Material to process
::::
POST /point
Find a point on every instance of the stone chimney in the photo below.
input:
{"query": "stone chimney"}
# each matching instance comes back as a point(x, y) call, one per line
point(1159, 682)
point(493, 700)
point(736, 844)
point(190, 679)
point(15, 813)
::::
Task objective
Lay out the rows above as a two-column CSV with the headers "prompt" and "target". Give one line per row, with the row's text in the first field and its answer in the second, each field in quotes and any line breaks replaced by spaces.

Answer to this exercise
prompt,target
"POST /point Find a point on every instance of the stone chimney in the photo below. input: {""query"": ""stone chimney""} # each matching instance comes back as a point(x, y) call, one per line","point(1159, 682) point(493, 700) point(736, 844) point(190, 679) point(15, 813)"